**What you will do:**
The expected output is each entry, given again exactly.

[Stored data entries]
::::::
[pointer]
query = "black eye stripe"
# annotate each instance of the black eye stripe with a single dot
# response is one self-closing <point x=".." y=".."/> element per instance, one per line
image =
::::::
**Solution:**
[pointer]
query = "black eye stripe"
# annotate each instance of the black eye stripe with a single dot
# response is one self-closing <point x=".." y=".."/> element per instance, one per line
image =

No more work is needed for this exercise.